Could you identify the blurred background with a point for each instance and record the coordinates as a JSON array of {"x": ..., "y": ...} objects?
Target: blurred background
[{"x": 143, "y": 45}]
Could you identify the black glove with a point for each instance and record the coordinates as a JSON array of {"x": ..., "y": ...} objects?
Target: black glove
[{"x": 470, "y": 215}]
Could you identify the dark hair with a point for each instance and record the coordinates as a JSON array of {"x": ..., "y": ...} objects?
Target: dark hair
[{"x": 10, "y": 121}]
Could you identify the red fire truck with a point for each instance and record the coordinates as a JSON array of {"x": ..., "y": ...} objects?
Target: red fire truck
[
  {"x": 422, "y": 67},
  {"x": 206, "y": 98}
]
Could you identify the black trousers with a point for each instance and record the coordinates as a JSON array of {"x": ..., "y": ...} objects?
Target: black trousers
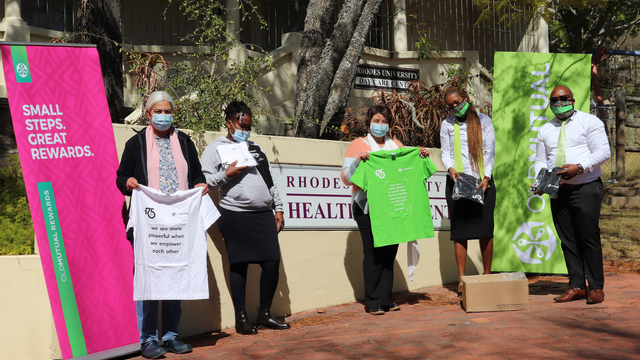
[
  {"x": 576, "y": 214},
  {"x": 377, "y": 265}
]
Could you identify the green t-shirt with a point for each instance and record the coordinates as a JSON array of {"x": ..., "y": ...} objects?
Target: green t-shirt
[{"x": 394, "y": 181}]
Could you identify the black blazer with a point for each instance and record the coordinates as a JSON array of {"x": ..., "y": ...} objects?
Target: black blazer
[{"x": 134, "y": 161}]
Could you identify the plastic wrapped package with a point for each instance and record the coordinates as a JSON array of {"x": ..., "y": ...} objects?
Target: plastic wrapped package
[
  {"x": 547, "y": 181},
  {"x": 465, "y": 188}
]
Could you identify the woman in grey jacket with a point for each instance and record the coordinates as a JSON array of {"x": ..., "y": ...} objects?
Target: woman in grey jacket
[{"x": 248, "y": 198}]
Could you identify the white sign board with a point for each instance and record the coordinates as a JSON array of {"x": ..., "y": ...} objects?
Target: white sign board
[{"x": 315, "y": 198}]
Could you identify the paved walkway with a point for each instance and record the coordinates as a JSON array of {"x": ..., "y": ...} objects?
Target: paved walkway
[{"x": 432, "y": 325}]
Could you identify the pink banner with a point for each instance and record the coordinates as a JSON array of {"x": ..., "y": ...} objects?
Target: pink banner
[{"x": 68, "y": 155}]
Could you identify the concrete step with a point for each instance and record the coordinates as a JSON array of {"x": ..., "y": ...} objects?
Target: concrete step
[{"x": 623, "y": 191}]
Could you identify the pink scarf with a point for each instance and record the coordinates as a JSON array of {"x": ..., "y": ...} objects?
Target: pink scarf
[{"x": 153, "y": 160}]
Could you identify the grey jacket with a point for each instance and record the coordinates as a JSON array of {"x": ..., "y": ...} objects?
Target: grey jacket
[{"x": 245, "y": 192}]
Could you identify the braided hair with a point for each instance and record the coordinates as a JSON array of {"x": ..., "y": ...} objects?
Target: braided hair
[{"x": 474, "y": 128}]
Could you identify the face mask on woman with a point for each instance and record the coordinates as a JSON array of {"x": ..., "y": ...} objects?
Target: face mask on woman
[
  {"x": 240, "y": 135},
  {"x": 562, "y": 109},
  {"x": 461, "y": 109},
  {"x": 379, "y": 130},
  {"x": 162, "y": 122}
]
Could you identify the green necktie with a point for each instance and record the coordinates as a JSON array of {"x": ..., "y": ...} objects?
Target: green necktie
[
  {"x": 457, "y": 147},
  {"x": 561, "y": 150}
]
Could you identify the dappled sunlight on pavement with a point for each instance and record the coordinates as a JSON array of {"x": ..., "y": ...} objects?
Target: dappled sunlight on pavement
[{"x": 432, "y": 325}]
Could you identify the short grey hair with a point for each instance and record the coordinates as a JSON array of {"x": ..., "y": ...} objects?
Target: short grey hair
[{"x": 157, "y": 97}]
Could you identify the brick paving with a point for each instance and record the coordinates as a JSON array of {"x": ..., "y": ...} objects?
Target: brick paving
[{"x": 432, "y": 325}]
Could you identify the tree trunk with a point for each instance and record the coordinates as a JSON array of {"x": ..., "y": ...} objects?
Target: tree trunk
[
  {"x": 317, "y": 92},
  {"x": 99, "y": 22},
  {"x": 317, "y": 27},
  {"x": 342, "y": 82},
  {"x": 621, "y": 118}
]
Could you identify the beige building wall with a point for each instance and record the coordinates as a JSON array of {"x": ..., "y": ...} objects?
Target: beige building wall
[{"x": 319, "y": 268}]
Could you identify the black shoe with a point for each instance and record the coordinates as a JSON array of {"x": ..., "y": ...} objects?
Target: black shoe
[
  {"x": 392, "y": 307},
  {"x": 151, "y": 350},
  {"x": 265, "y": 319},
  {"x": 374, "y": 310},
  {"x": 177, "y": 347},
  {"x": 243, "y": 326}
]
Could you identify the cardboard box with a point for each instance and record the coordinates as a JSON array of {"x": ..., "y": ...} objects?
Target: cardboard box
[{"x": 495, "y": 292}]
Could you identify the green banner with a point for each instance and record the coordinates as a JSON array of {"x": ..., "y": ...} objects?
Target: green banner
[
  {"x": 61, "y": 269},
  {"x": 525, "y": 237},
  {"x": 21, "y": 64}
]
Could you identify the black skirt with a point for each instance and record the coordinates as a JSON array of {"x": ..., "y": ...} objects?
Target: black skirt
[
  {"x": 250, "y": 236},
  {"x": 469, "y": 219}
]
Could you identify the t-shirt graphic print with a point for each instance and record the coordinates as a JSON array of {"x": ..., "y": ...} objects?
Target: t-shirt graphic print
[
  {"x": 170, "y": 243},
  {"x": 395, "y": 183}
]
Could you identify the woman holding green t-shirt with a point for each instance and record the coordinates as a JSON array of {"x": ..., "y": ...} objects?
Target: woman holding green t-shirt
[
  {"x": 378, "y": 262},
  {"x": 468, "y": 145}
]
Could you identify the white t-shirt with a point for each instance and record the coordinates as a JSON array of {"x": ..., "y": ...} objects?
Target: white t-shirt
[{"x": 170, "y": 243}]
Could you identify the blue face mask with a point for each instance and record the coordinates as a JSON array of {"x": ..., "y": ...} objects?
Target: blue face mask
[
  {"x": 379, "y": 130},
  {"x": 240, "y": 135},
  {"x": 162, "y": 122}
]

### WHAT NEEDS TO BE DONE
Retype every entry verbatim and exclude the pictures from the copy.

### SOLVED EXERCISE
Could you identify the blurred background with a point for each instance and record the coordinates as a JSON array of {"x": ..., "y": ...} objects?
Target: blurred background
[{"x": 143, "y": 45}]
Could you identify the black glove with a point for each instance and record the coordinates as a JSON array of {"x": ..., "y": ...} objects?
Target: black glove
[{"x": 470, "y": 215}]
Could you identify the dark hair with a point for each instance and record the coordinates as a JSON array of {"x": ..., "y": ...} objects?
Target: dark hair
[{"x": 10, "y": 121}]
Could you identify the red fire truck with a point for each instance and record the coordinates as a JSON array of {"x": ..., "y": ...} objects?
Target: red fire truck
[
  {"x": 422, "y": 67},
  {"x": 206, "y": 98}
]
Could you identify the black trousers with a point for each instance and record the coordinates as a JSON array of {"x": ..., "y": ...} objects?
Target: black trousers
[
  {"x": 576, "y": 214},
  {"x": 377, "y": 265}
]
Could you identify the green t-shirt with a point for each instance and record the coordinates as a JSON array of {"x": ..., "y": ...} objects?
Target: green t-shirt
[{"x": 394, "y": 181}]
Could you identify the black blazer with a point for each instance and record the coordinates as a JSON array of {"x": ..., "y": ...} objects?
Target: black blazer
[{"x": 134, "y": 161}]
Could you identify the plastic wrapped package with a point for each instance and record the coordinates as a JSON array of {"x": ..., "y": ...} objects?
Target: plastic wrapped package
[
  {"x": 547, "y": 181},
  {"x": 465, "y": 188}
]
Could you identify the woman in grey jacket with a point for each instance and record the coordinates as a JSON array of {"x": ..., "y": ...} objects?
Target: woman in grey jacket
[{"x": 248, "y": 198}]
Could you identify the white sign board with a point for each instance and record the coordinates as a JSON array of {"x": ..., "y": ...} objects?
Target: white sign board
[{"x": 315, "y": 198}]
Could you identify the paved walkway with a point for each instance and record the coordinates as a JSON array of {"x": ..., "y": ...} objects?
Target: paved walkway
[{"x": 432, "y": 325}]
Could you identify the pink banner with a point for each instance and record the coordinates as a JSON array of {"x": ..., "y": ...} objects?
Target: pink banner
[{"x": 68, "y": 155}]
Could you identify the concrete step with a point for each instance and record the coordinates as a JSON array of {"x": ..., "y": ...} objects?
Target: concrete step
[{"x": 623, "y": 191}]
Could you identify the pink scarf with a point for each instance and record the coordinates as a JSON array of {"x": ..., "y": ...} objects?
Target: pink scarf
[{"x": 153, "y": 160}]
Could you identify the grey jacket with a point for each instance and record the coordinates as a JSON array of {"x": ..., "y": ...} objects?
Target: grey jacket
[{"x": 245, "y": 192}]
Could you identify the braided hair with a point for each instance and record the coordinates as a JSON array of {"x": ..., "y": ...} objects?
Target: braided hair
[{"x": 474, "y": 128}]
Could you identify the face mask on woman with a point for each instance and record the coordinates as a JSON array of {"x": ..., "y": ...} objects?
Target: face mask on woman
[
  {"x": 240, "y": 135},
  {"x": 562, "y": 109},
  {"x": 461, "y": 109},
  {"x": 379, "y": 130},
  {"x": 162, "y": 122}
]
Could you identify the green necktie with a point for each instance and record the coordinates as a JSON array of {"x": ..., "y": ...} objects?
Target: green necktie
[
  {"x": 457, "y": 147},
  {"x": 561, "y": 150}
]
Could you identify the dappled sunlight on pavement with a point for each instance and record the coordinates as a JSON array of {"x": ..., "y": ...} objects?
Target: dappled sunlight on pavement
[{"x": 432, "y": 325}]
Could you identify the short grey hair with a point for each instance and record the coordinates as a JSON array of {"x": ..., "y": ...} objects?
Target: short grey hair
[{"x": 157, "y": 97}]
Could you identify the brick paving with a point for each instance and record the coordinates as a JSON array of {"x": ..., "y": ...} objects?
Target: brick paving
[{"x": 432, "y": 325}]
Could you identify the tree trunk with a point for each instance and record the coordinates as a JSON array of {"x": ..., "y": ...} objects?
Target: tree trunk
[
  {"x": 317, "y": 92},
  {"x": 99, "y": 22},
  {"x": 317, "y": 27},
  {"x": 342, "y": 82},
  {"x": 621, "y": 118}
]
Could you identify the beige building wall with a point for each instance and record the coordinates as a JSON array of {"x": ..., "y": ...} objects?
Target: beige building wall
[{"x": 319, "y": 268}]
Could you identify the black shoe with a point for each instance and record the coordinates as a JSON array of {"x": ..., "y": ...} objects?
Target: black shoe
[
  {"x": 392, "y": 307},
  {"x": 151, "y": 350},
  {"x": 265, "y": 319},
  {"x": 374, "y": 310},
  {"x": 177, "y": 347},
  {"x": 243, "y": 326}
]
Could you identify the cardboard box with a point for each instance and record the coordinates as a JSON array of {"x": ..., "y": ...} objects?
Target: cardboard box
[{"x": 495, "y": 292}]
Could you identify the green banner with a point for each instance and record the coordinates as a JSON array of {"x": ..., "y": ...} objects?
Target: green banner
[
  {"x": 61, "y": 269},
  {"x": 525, "y": 237},
  {"x": 21, "y": 64}
]
Could you identify the black skirt with a point for each instance and record the coordinates as a JSON array of {"x": ..., "y": ...} objects?
Target: black skirt
[
  {"x": 250, "y": 236},
  {"x": 469, "y": 219}
]
Could you identify the t-shirt graphic print with a point for each instance and record the coordinates as a JSON array of {"x": ..., "y": ...} objects?
Target: t-shirt graphic print
[
  {"x": 170, "y": 243},
  {"x": 395, "y": 183}
]
Could you identify the woman holding green t-shirt with a point for each instance and record the coordinates as a JSON array of {"x": ..., "y": ...} objects?
Target: woman holding green t-shirt
[
  {"x": 378, "y": 262},
  {"x": 468, "y": 145}
]
Could you identify the white t-shirt with a point for each instance and record the coordinates as a JSON array of {"x": ..., "y": ...} objects?
Target: white t-shirt
[{"x": 170, "y": 243}]
Could you identify the blue face mask with a point for each instance and record the coordinates as a JSON array of {"x": ..., "y": ...} objects?
Target: blue face mask
[
  {"x": 379, "y": 130},
  {"x": 240, "y": 135},
  {"x": 162, "y": 122}
]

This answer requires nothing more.